[Dataset extract]
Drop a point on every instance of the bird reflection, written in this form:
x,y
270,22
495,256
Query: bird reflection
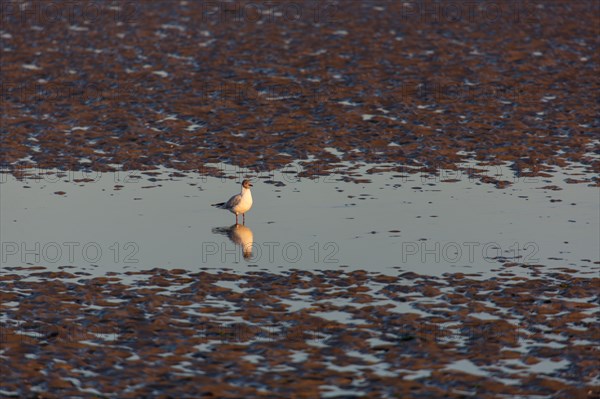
x,y
240,235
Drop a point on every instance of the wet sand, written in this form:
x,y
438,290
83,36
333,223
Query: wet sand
x,y
397,87
420,85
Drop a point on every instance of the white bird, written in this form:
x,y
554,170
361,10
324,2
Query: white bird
x,y
239,203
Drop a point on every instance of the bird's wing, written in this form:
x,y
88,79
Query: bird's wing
x,y
233,201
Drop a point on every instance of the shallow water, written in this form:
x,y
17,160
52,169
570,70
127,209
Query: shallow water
x,y
395,222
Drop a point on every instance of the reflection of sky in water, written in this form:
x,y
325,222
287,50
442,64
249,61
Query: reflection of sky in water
x,y
306,224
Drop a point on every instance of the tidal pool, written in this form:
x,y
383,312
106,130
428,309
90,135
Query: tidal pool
x,y
114,222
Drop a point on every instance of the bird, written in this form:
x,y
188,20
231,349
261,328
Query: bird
x,y
239,235
239,203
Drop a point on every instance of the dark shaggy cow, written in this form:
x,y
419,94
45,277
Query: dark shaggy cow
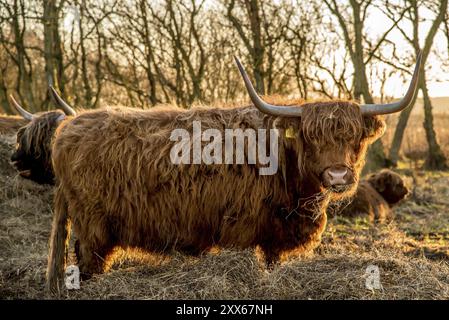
x,y
117,186
376,195
32,157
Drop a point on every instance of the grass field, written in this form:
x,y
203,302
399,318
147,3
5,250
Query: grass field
x,y
411,252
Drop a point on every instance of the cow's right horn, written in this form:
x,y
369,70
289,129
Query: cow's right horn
x,y
68,110
25,114
283,111
406,101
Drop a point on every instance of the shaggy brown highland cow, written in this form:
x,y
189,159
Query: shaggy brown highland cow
x,y
32,157
376,195
117,186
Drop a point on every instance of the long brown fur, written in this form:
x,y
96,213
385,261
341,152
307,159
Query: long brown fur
x,y
120,188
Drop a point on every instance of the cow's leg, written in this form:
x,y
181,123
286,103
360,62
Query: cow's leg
x,y
92,250
271,257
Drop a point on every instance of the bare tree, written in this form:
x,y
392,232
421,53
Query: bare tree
x,y
351,16
435,158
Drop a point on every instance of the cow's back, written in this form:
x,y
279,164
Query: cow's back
x,y
114,168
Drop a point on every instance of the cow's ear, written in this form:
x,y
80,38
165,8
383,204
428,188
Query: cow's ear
x,y
374,127
288,127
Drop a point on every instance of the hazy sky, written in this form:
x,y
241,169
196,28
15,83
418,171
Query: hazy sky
x,y
376,25
437,75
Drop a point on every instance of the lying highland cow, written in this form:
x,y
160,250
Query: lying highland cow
x,y
376,195
117,185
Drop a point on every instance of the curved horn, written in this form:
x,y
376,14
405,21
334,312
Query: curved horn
x,y
68,110
377,109
25,114
284,111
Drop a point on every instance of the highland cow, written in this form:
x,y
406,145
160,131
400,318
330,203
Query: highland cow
x,y
32,157
116,185
376,195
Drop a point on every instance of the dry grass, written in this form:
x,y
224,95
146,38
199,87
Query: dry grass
x,y
412,253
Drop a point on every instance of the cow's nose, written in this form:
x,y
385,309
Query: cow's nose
x,y
335,176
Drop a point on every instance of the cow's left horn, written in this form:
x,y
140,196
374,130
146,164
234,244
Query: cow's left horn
x,y
378,109
284,111
25,114
68,110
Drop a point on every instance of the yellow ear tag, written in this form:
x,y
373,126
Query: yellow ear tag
x,y
290,133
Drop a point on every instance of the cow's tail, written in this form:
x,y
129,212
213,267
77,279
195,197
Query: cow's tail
x,y
59,240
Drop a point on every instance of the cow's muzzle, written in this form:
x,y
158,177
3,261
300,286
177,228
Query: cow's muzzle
x,y
338,178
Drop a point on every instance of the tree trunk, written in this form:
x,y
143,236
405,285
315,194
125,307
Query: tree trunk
x,y
52,45
376,158
436,159
4,104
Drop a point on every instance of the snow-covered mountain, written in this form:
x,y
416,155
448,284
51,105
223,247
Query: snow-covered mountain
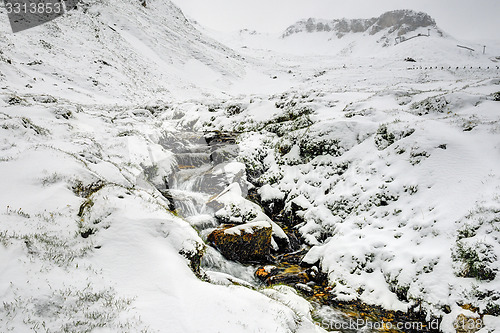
x,y
394,23
117,49
385,171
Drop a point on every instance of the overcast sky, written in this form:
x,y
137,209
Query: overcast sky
x,y
464,19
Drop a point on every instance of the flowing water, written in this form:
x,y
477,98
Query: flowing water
x,y
201,158
199,179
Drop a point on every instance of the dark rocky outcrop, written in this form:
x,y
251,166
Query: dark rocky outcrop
x,y
398,21
248,243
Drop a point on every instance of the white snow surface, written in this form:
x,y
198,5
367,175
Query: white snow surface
x,y
392,168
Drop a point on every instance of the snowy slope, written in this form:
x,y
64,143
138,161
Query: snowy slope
x,y
115,50
393,167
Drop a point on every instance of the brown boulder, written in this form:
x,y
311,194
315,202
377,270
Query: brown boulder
x,y
250,242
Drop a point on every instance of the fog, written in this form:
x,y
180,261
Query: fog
x,y
463,19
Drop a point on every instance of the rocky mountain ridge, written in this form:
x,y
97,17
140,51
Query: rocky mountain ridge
x,y
398,22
[/Dataset extract]
[Problem details]
Copy out all the entries exactly. Images stay out of the copy.

[Answer to this exercise]
Drop a point on every instance of the bird reflection, written in this form:
x,y
270,22
495,256
Query: bird reflection
x,y
240,235
Drop a point on every instance of the wet sand, written in this form:
x,y
438,290
83,36
333,223
Query: wet sand
x,y
397,87
420,85
Drop a point on every instance of the white bird, written in this form:
x,y
554,170
361,10
324,2
Query: white bird
x,y
239,203
Drop a point on every instance of the bird's wing, written in this form:
x,y
88,79
Query: bird's wing
x,y
233,201
Drop a point on every instance of the shallow water, written in this form:
x,y
17,160
52,169
570,70
127,209
Query: shallow water
x,y
395,222
Drop a point on every instance of the reflection of sky in water, written in this form:
x,y
325,222
287,50
442,64
249,61
Query: reflection of sky in water
x,y
306,224
Drop a point on every instance of the tidal pool, written in this form:
x,y
383,312
106,130
428,309
90,135
Query: tidal pool
x,y
114,222
Drop a point on every instance of the bird, written in this form:
x,y
188,20
231,349
261,328
Query: bird
x,y
239,235
239,203
Drop a point on every instance of the dark shaggy cow, written in this form:
x,y
419,94
45,277
Query: dark shaggy cow
x,y
117,186
376,195
32,157
Drop a point on every instance of the grass field, written in this form:
x,y
203,302
399,318
147,3
5,250
Query: grass field
x,y
411,252
Drop a point on every instance of the cow's right horn, written in this form:
x,y
369,70
289,129
Query: cow's right horn
x,y
68,110
25,114
283,111
406,101
Drop a point on every instance of the shaggy brown highland cow, written in this form:
x,y
189,159
Query: shaggy brown highland cow
x,y
32,157
376,195
117,186
Drop a point on every instance of the long brown fur, written in this form:
x,y
96,213
385,261
341,152
307,159
Query: long brown fur
x,y
120,188
Drop a point on every instance of the cow's leg, written in this form:
x,y
181,123
286,103
360,62
Query: cow's leg
x,y
92,250
271,257
Drop a point on every instance of the bare tree, written in this form:
x,y
392,232
421,53
Query: bare tree
x,y
351,16
435,158
Drop a point on every instance of the cow's back, written in this form:
x,y
279,164
Query: cow's back
x,y
114,168
Drop a point on every instance of the cow's ear, written in this form:
x,y
80,38
165,8
383,204
428,188
Query: cow's ear
x,y
374,127
288,127
Drop a point on every instance of the hazy sky, written in this form:
x,y
241,169
196,28
15,83
418,171
Query: hazy sky
x,y
376,25
437,75
Drop a point on every instance of the lying highland cow, written in this form:
x,y
160,250
Query: lying highland cow
x,y
376,195
117,185
Drop a point on every instance of the curved horn, written in this form:
x,y
376,14
405,21
334,312
Query: curved horn
x,y
68,110
377,109
25,114
284,111
Drop a point on every instance of the highland cow, written in this form:
x,y
406,145
160,131
400,318
330,203
Query: highland cow
x,y
32,157
116,185
376,195
Drop a point on every instance of the dry grass, written in this form:
x,y
224,95
146,38
199,87
Query: dry grass
x,y
412,253
Drop a point on every instance of the cow's nose, written in this form:
x,y
385,309
Query: cow's nose
x,y
335,176
Drop a point on every instance of the cow's left horn, written in this form:
x,y
140,196
374,130
146,164
234,244
Query: cow's left horn
x,y
378,109
284,111
25,114
68,110
Drop a point on every instance of the yellow ear tag, written in this form:
x,y
373,126
Query: yellow ear tag
x,y
290,133
Drop a point on every instance of the cow's tail, written in this form:
x,y
129,212
213,267
77,279
195,197
Query: cow's tail
x,y
59,240
Drop a point on every instance of the cow's muzzle, written in this form:
x,y
158,177
3,261
300,286
177,228
Query: cow's muzzle
x,y
338,178
Drop a point on every instance of the tree trunk, written in this form:
x,y
143,236
405,285
315,194
125,307
Query: tree trunk
x,y
52,45
376,158
436,159
4,104
Drop a point on every instance of the snow-covered mountain, written in this form:
x,y
416,155
448,284
51,105
223,247
Query: snow-covered mountain
x,y
394,23
117,49
385,171
Drop a point on every instance of the overcast sky, written in this form:
x,y
137,209
Query: overcast sky
x,y
464,19
Drop a point on every instance of the flowing water, written in this form:
x,y
477,98
Query: flowing water
x,y
201,158
199,179
Drop a point on every instance of the dark rocky outcrop, written in this form:
x,y
251,166
Query: dark rocky outcrop
x,y
398,21
248,243
Drop a point on every instance of the white snow surface, written in this form:
x,y
198,5
367,175
Query: white snow surface
x,y
392,168
Drop a point on every instance of the snowy slope, written in this form:
x,y
64,143
138,161
Query: snowy slope
x,y
115,50
393,167
Drop a point on every instance of the brown boulder, written in this form:
x,y
311,194
315,202
377,270
Query: brown boulder
x,y
250,242
Drop a point on every instance of the fog, written in this form:
x,y
180,261
Query: fog
x,y
463,19
Drop a point on every instance of the rocky mountain ridge, written in this form:
x,y
97,17
140,51
Query: rocky mountain ridge
x,y
398,22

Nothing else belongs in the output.